Your tasks:
1. Answer these questions about the blog post "Back off":
(a) Where did the writer and Ada go to see the Neuro Psychologist?
(b) How often does Ada get therapy with the Speech Pathologist?
(c) Which food does Ada no longer eat as much of as she used to?
2. Which people are mentioned by name in the blog post "Back off", including its comments? List every one.
3. Proceed with the blog post "Back off" and its comments from the point where the text stops.

[Opening Given passage section]

Monday, July 26, 2010

Back off

We went to see Neuro Psychologist at Rehab Clinic a few weeks ago. Everyone there was so excited to see Ada. After a long conversation, I told her that Ada can express more emotion; angry, frustration and fear, and that she always look for me when she get frustrated with something, so I always get the worse of her. Dr. suggested that I "back off" and be her mom and try not to be her therapist. I should try to get out of the house more and let Ada's nurse work with her, which usually works better when I am not around anyway.
My problem is I just can't leave her alone, always thinking that there must be something else that I can do. Since she does not get therapy except with Speech Pathologist once a month, I feel like it is up to me to help her, work with her, but may be I am wrong. In order for me to be able to take care of Ada for a long, long time, we need a break from each other.
It is not as easy as it sound, but I am thinking about moving my work table which in front of her room some where else, so I can be away when I am suppose to be away. May be I can use the room up stair when Archie moves back to Bloomington.
There are a few problems that we have to deal with this past month. First, she doesn't eat that much Cheerios like she used to, so I have to replace it with something else, second, what goes in does not always comes out. Then she has the red eye that we thought from her scratching it but it went away then came back for a day, then went away again. Always something.
Other than that she continues to boss us around and we love it when she does that.

4 comments:

Jackie said...

It's such a tough balancing act, Pons!! You are doing great, but do listen to Neuro Psychologist at least a little bit. I think moving your table away is a good idea, also getting out a little bit more. You don't want to burn out! Sending big hugs to you and to Ada.

Anonymous said...

Thank you for the update. I know it's difficult, but I too think moving your table is a good idea. It's a little thing you can do and it may make a big difference. Who knows what will come of it, but it's worth a try. I admire your perseverance and endless supply of patience and love. Keep up the wonderful work. I always look at your polymer art and think your creativity is an important outlet for you. Your work is so lovely.

Anonymous said...

[Closing Given passage section]
[Opening Data for review section]

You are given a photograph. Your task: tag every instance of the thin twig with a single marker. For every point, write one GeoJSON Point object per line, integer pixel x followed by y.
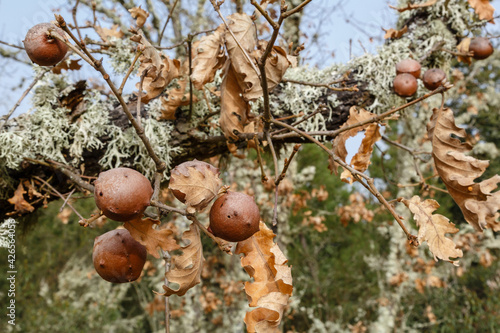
{"type": "Point", "coordinates": [66, 200]}
{"type": "Point", "coordinates": [88, 222]}
{"type": "Point", "coordinates": [97, 64]}
{"type": "Point", "coordinates": [245, 54]}
{"type": "Point", "coordinates": [190, 63]}
{"type": "Point", "coordinates": [263, 177]}
{"type": "Point", "coordinates": [160, 37]}
{"type": "Point", "coordinates": [12, 45]}
{"type": "Point", "coordinates": [25, 93]}
{"type": "Point", "coordinates": [168, 260]}
{"type": "Point", "coordinates": [74, 20]}
{"type": "Point", "coordinates": [321, 108]}
{"type": "Point", "coordinates": [287, 164]}
{"type": "Point", "coordinates": [223, 245]}
{"type": "Point", "coordinates": [59, 194]}
{"type": "Point", "coordinates": [322, 85]}
{"type": "Point", "coordinates": [168, 209]}
{"type": "Point", "coordinates": [131, 68]}
{"type": "Point", "coordinates": [386, 114]}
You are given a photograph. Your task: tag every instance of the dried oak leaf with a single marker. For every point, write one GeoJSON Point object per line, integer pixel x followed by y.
{"type": "Point", "coordinates": [161, 70]}
{"type": "Point", "coordinates": [186, 268]}
{"type": "Point", "coordinates": [432, 229]}
{"type": "Point", "coordinates": [362, 158]}
{"type": "Point", "coordinates": [63, 65]}
{"type": "Point", "coordinates": [414, 6]}
{"type": "Point", "coordinates": [143, 232]}
{"type": "Point", "coordinates": [175, 98]}
{"type": "Point", "coordinates": [21, 206]}
{"type": "Point", "coordinates": [483, 9]}
{"type": "Point", "coordinates": [463, 47]}
{"type": "Point", "coordinates": [272, 285]}
{"type": "Point", "coordinates": [209, 58]}
{"type": "Point", "coordinates": [198, 181]}
{"type": "Point", "coordinates": [393, 33]}
{"type": "Point", "coordinates": [140, 15]}
{"type": "Point", "coordinates": [244, 30]}
{"type": "Point", "coordinates": [458, 172]}
{"type": "Point", "coordinates": [235, 111]}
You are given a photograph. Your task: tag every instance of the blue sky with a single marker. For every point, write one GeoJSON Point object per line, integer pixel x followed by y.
{"type": "Point", "coordinates": [356, 20]}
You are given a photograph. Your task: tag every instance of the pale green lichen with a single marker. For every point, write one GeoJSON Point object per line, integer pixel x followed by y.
{"type": "Point", "coordinates": [125, 145]}
{"type": "Point", "coordinates": [122, 54]}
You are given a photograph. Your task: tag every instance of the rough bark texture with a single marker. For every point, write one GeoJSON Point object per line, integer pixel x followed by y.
{"type": "Point", "coordinates": [192, 146]}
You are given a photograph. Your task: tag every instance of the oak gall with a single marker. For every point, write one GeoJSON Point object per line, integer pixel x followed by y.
{"type": "Point", "coordinates": [234, 217]}
{"type": "Point", "coordinates": [118, 257]}
{"type": "Point", "coordinates": [43, 49]}
{"type": "Point", "coordinates": [405, 85]}
{"type": "Point", "coordinates": [434, 78]}
{"type": "Point", "coordinates": [122, 194]}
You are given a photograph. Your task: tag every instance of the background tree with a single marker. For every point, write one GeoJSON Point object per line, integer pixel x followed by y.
{"type": "Point", "coordinates": [195, 103]}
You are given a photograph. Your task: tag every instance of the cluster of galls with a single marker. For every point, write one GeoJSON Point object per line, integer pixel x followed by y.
{"type": "Point", "coordinates": [405, 83]}
{"type": "Point", "coordinates": [122, 194]}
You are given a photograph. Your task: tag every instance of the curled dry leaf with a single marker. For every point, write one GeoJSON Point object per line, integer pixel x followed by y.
{"type": "Point", "coordinates": [21, 206]}
{"type": "Point", "coordinates": [209, 58]}
{"type": "Point", "coordinates": [140, 15]}
{"type": "Point", "coordinates": [276, 65]}
{"type": "Point", "coordinates": [152, 239]}
{"type": "Point", "coordinates": [392, 33]}
{"type": "Point", "coordinates": [244, 30]}
{"type": "Point", "coordinates": [272, 285]}
{"type": "Point", "coordinates": [175, 98]}
{"type": "Point", "coordinates": [463, 47]}
{"type": "Point", "coordinates": [361, 160]}
{"type": "Point", "coordinates": [73, 65]}
{"type": "Point", "coordinates": [483, 9]}
{"type": "Point", "coordinates": [105, 33]}
{"type": "Point", "coordinates": [235, 111]}
{"type": "Point", "coordinates": [198, 181]}
{"type": "Point", "coordinates": [432, 229]}
{"type": "Point", "coordinates": [458, 172]}
{"type": "Point", "coordinates": [186, 268]}
{"type": "Point", "coordinates": [161, 70]}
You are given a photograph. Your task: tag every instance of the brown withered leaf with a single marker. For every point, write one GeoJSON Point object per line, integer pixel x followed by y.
{"type": "Point", "coordinates": [140, 15]}
{"type": "Point", "coordinates": [175, 98]}
{"type": "Point", "coordinates": [198, 181]}
{"type": "Point", "coordinates": [463, 47]}
{"type": "Point", "coordinates": [339, 149]}
{"type": "Point", "coordinates": [186, 268]}
{"type": "Point", "coordinates": [63, 65]}
{"type": "Point", "coordinates": [458, 172]}
{"type": "Point", "coordinates": [272, 285]}
{"type": "Point", "coordinates": [105, 33]}
{"type": "Point", "coordinates": [143, 232]}
{"type": "Point", "coordinates": [209, 57]}
{"type": "Point", "coordinates": [21, 206]}
{"type": "Point", "coordinates": [244, 30]}
{"type": "Point", "coordinates": [276, 65]}
{"type": "Point", "coordinates": [361, 160]}
{"type": "Point", "coordinates": [432, 229]}
{"type": "Point", "coordinates": [393, 33]}
{"type": "Point", "coordinates": [483, 9]}
{"type": "Point", "coordinates": [161, 70]}
{"type": "Point", "coordinates": [235, 111]}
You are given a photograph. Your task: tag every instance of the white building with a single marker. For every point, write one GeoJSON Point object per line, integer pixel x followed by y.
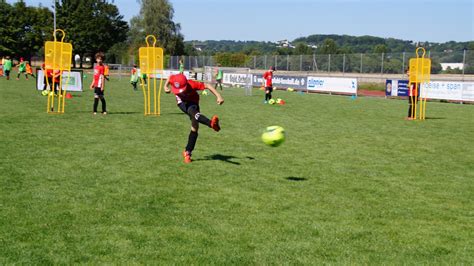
{"type": "Point", "coordinates": [444, 66]}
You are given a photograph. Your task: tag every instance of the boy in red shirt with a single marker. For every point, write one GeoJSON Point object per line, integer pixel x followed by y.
{"type": "Point", "coordinates": [268, 84]}
{"type": "Point", "coordinates": [187, 100]}
{"type": "Point", "coordinates": [98, 83]}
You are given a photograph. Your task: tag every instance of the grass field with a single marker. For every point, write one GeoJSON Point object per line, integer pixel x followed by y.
{"type": "Point", "coordinates": [353, 183]}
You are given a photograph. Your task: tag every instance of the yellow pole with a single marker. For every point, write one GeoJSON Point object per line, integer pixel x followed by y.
{"type": "Point", "coordinates": [159, 93]}
{"type": "Point", "coordinates": [144, 93]}
{"type": "Point", "coordinates": [415, 97]}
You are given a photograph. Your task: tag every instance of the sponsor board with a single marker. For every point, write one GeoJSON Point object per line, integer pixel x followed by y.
{"type": "Point", "coordinates": [337, 85]}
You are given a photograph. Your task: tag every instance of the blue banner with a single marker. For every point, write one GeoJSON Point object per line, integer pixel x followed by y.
{"type": "Point", "coordinates": [394, 87]}
{"type": "Point", "coordinates": [295, 82]}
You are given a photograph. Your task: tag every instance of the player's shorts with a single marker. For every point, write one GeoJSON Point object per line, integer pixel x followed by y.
{"type": "Point", "coordinates": [98, 92]}
{"type": "Point", "coordinates": [191, 109]}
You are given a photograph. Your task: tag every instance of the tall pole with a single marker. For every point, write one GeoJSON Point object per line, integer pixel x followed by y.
{"type": "Point", "coordinates": [54, 4]}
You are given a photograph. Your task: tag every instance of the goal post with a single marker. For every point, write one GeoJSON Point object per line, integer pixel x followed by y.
{"type": "Point", "coordinates": [231, 76]}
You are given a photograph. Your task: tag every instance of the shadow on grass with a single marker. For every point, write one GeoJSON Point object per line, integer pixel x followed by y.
{"type": "Point", "coordinates": [295, 178]}
{"type": "Point", "coordinates": [111, 113]}
{"type": "Point", "coordinates": [124, 113]}
{"type": "Point", "coordinates": [224, 158]}
{"type": "Point", "coordinates": [435, 118]}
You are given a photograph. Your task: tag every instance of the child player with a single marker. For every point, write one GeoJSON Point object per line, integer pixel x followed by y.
{"type": "Point", "coordinates": [219, 76]}
{"type": "Point", "coordinates": [134, 77]}
{"type": "Point", "coordinates": [29, 70]}
{"type": "Point", "coordinates": [413, 95]}
{"type": "Point", "coordinates": [98, 83]}
{"type": "Point", "coordinates": [268, 84]}
{"type": "Point", "coordinates": [187, 100]}
{"type": "Point", "coordinates": [7, 67]}
{"type": "Point", "coordinates": [22, 69]}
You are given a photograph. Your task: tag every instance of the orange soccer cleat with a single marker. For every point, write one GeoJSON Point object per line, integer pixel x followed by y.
{"type": "Point", "coordinates": [187, 157]}
{"type": "Point", "coordinates": [215, 123]}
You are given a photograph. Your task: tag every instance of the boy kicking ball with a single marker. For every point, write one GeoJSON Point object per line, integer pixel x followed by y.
{"type": "Point", "coordinates": [187, 100]}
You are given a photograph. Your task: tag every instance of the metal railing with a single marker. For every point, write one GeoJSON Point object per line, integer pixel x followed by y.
{"type": "Point", "coordinates": [384, 63]}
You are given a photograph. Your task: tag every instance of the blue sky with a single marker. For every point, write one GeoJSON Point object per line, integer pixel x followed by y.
{"type": "Point", "coordinates": [272, 20]}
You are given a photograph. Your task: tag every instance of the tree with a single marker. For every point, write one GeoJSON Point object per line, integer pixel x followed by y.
{"type": "Point", "coordinates": [24, 29]}
{"type": "Point", "coordinates": [302, 49]}
{"type": "Point", "coordinates": [156, 18]}
{"type": "Point", "coordinates": [91, 25]}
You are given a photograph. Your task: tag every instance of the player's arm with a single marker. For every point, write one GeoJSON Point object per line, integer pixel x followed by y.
{"type": "Point", "coordinates": [102, 77]}
{"type": "Point", "coordinates": [220, 100]}
{"type": "Point", "coordinates": [167, 86]}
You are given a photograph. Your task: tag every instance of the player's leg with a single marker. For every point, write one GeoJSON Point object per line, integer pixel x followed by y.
{"type": "Point", "coordinates": [96, 99]}
{"type": "Point", "coordinates": [102, 100]}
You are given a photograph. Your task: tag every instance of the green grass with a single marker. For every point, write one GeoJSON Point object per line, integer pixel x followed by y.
{"type": "Point", "coordinates": [353, 183]}
{"type": "Point", "coordinates": [372, 86]}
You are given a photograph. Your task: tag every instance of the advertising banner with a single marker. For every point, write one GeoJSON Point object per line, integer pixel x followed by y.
{"type": "Point", "coordinates": [440, 90]}
{"type": "Point", "coordinates": [295, 82]}
{"type": "Point", "coordinates": [74, 83]}
{"type": "Point", "coordinates": [337, 85]}
{"type": "Point", "coordinates": [236, 79]}
{"type": "Point", "coordinates": [443, 90]}
{"type": "Point", "coordinates": [394, 87]}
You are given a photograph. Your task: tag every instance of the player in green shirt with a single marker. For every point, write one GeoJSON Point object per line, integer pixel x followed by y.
{"type": "Point", "coordinates": [219, 77]}
{"type": "Point", "coordinates": [181, 66]}
{"type": "Point", "coordinates": [7, 67]}
{"type": "Point", "coordinates": [22, 69]}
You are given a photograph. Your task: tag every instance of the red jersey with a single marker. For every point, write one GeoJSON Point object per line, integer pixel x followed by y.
{"type": "Point", "coordinates": [57, 76]}
{"type": "Point", "coordinates": [268, 76]}
{"type": "Point", "coordinates": [188, 94]}
{"type": "Point", "coordinates": [98, 76]}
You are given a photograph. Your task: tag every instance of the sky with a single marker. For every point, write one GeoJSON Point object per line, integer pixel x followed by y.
{"type": "Point", "coordinates": [273, 20]}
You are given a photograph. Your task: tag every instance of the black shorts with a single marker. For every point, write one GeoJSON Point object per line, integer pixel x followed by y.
{"type": "Point", "coordinates": [191, 109]}
{"type": "Point", "coordinates": [98, 92]}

[Closing Data for review section]

Exercise responses:
1.
(a) To the Rehab Clinic.
(b) Once a month.
(c) Cheerios.

2. Ada, Archie, Jackie, Pons

3.
My dear Ponsawani and Ada,

You both continue to be an inspiration to me with your example of unconditional love, dedication and perseverance for each other. I think therapy once a month is not enough and that THANKS to ADA and YOU Ada is able to do all what she does TODAY. So keep up the good work, don't stop!

A thought that might or might not work; only you can decide, though.... When the therapist and nurse are working with her then let them work with her and you work somewhere else and give them space to help Ada grow in other dimensions. Take a break and let it all flow through your self-therapy: your creative work!

You are the BEST and I LOVE you and send you many HUGS and KISSES, your BSU friends

angkana said...

Jim+,
I feel your frustration and you sound like you are so alone.

Now I realize that writing a blog and talking with people through it cannot compare to real human touch and physical contact. You are trying hard 24/7 to heal Ada and yourself. Though the doctor said stop doing that, but if I were you, I have to trust them completely to hear what they tell me.

Somehow, I did not hear that the medical and theraputist team won your trust. I hope you can find a quiet place to rest your mind and ease your anxiety. You need a mental break.

As a former Buddhist, I remember being told to rely on myself; a relentless pressure to fight because it is all up to me. When Nathan had a motorcycle accident,a Christian me,learnt to step out on faith and cast the burden to God. I did let God take care of everything and I rested.

I am praying for you. I know you are much stronger than I am. May you find peace in all situations.